::: Given passage

/term-extract

term extraction gem using yohasebe's engtagger for POS

Primary LanguageRubyOtherNOASSERTION

term_extract - Term Extract

Description:

The original Term-extract gem depends on the rbtagger gem for POS recognition.

I noticed a major bug with rbtagger. Under heavy load, ruby reports a buffer overflow, which points at the .so files used by rbtagger. Parallel processing over large document sets was impossible. This gem eliminates the need for the rbtagger gem, and instead ports the engtagger gem for the POS recognition.

This combination works well under heavy load, and does not report any buffer overflow errors, even when processing over 1.3 million documents, over 12 cpu cores, in a multithreaded sidekiq driven ruby program. The syntax and all other features remain unchanged.

Term_extract extracts proper nouns (named things like 'Manchester United') and ordinary nouns (like 'event') from text documents.

Usage:

An example extracting terms from a piece of content:

require 'term_extract'

content = <<DOC
Business Secretary Vince Cable will stay in cabinet despite
"declaring war" on Rupert Murdoch, says Downing Street.

::::::
::: Data lines

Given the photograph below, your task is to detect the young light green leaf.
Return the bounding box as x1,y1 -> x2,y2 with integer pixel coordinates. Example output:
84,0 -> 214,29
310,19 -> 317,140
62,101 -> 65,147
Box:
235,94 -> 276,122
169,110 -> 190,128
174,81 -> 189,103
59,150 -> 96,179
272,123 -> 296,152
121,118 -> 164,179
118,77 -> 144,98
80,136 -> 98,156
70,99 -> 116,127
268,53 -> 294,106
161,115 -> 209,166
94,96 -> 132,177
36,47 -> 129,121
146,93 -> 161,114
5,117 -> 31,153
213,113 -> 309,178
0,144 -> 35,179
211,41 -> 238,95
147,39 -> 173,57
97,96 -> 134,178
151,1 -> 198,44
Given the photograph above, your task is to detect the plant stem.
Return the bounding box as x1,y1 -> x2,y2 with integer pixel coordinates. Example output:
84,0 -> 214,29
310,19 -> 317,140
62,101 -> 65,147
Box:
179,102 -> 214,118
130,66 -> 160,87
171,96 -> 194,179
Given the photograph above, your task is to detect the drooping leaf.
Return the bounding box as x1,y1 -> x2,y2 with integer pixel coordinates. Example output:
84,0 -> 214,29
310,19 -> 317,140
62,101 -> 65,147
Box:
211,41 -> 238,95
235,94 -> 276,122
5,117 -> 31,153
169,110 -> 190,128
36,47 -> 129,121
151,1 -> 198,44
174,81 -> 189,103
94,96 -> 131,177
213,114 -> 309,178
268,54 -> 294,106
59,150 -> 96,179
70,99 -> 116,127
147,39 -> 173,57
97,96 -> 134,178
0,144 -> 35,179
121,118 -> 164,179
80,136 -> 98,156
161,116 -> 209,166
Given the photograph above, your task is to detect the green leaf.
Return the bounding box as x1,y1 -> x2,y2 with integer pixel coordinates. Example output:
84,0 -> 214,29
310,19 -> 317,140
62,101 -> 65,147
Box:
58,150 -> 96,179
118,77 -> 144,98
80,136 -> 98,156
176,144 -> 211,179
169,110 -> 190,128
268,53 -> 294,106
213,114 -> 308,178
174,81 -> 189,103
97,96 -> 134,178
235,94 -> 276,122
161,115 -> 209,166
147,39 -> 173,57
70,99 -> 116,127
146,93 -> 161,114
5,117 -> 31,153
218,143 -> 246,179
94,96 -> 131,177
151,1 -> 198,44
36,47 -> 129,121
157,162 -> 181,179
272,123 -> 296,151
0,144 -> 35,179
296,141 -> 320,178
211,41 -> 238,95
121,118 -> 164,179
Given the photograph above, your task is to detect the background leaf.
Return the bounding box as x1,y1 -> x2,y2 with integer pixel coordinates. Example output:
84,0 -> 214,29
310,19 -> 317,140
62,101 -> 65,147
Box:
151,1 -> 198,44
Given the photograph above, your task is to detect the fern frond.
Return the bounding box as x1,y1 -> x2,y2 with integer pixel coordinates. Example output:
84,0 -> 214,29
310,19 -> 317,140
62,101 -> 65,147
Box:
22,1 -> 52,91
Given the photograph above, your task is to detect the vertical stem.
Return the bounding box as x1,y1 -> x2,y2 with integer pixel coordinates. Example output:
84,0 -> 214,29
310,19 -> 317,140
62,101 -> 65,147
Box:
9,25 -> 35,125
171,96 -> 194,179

::::::

- Set of tasks -
a - Name every gem mentioned on the term_extract page, including the one the page describes.
b - How many lines of the listing contain the word "green"? Case counts.
The term_extract page and the listing are unrelated.

- Task-by-task solutions -
a -
- Term-extract (the original gem)
- rbtagger
- engtagger
- term_extract

b - 2